%%

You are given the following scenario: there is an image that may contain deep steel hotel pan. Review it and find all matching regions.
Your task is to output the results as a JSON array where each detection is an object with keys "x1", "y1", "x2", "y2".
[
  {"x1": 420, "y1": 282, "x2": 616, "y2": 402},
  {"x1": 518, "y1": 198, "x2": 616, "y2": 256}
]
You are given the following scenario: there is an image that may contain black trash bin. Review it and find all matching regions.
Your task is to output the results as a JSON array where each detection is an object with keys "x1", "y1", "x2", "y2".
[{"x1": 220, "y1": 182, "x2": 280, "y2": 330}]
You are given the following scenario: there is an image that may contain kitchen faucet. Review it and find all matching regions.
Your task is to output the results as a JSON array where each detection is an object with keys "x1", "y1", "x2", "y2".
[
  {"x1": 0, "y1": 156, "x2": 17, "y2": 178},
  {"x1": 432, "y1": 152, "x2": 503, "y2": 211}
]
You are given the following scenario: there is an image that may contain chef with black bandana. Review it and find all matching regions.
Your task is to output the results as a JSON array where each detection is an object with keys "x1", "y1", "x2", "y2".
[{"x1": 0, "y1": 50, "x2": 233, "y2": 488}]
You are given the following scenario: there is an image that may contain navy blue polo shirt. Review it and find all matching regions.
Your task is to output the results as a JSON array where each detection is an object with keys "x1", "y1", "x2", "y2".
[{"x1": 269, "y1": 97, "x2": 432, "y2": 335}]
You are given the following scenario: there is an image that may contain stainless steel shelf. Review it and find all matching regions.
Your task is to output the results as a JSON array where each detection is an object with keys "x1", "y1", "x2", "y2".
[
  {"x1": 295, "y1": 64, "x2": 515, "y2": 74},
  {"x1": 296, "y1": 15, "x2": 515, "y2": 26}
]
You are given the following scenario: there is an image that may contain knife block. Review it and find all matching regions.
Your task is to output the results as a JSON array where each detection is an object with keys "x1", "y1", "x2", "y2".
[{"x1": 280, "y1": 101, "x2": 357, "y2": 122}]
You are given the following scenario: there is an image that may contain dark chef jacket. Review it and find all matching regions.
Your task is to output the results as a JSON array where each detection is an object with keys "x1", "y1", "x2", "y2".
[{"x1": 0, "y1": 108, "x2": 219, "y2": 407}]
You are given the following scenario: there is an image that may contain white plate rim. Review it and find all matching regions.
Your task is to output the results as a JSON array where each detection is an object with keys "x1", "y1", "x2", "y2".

%%

Exercise goal:
Write out the lines again, from the one that contains "jacket. Review it and find all matching regions." through the end of the data, with 115 added to each coordinate in the answers.

Complete output:
You are given the following scenario: there is an image that may contain dark chef jacket. Review it and find all matching regions.
Your task is to output the results as a JSON array where each detection is an object with keys "x1", "y1", "x2", "y2".
[{"x1": 115, "y1": 223, "x2": 334, "y2": 522}]
You are given the following scenario: there is an image that may contain white plate rim. Review it and find all matching regions.
Your task is to output the results as a JSON array where each detection is an object with keys "x1", "y1", "x2", "y2".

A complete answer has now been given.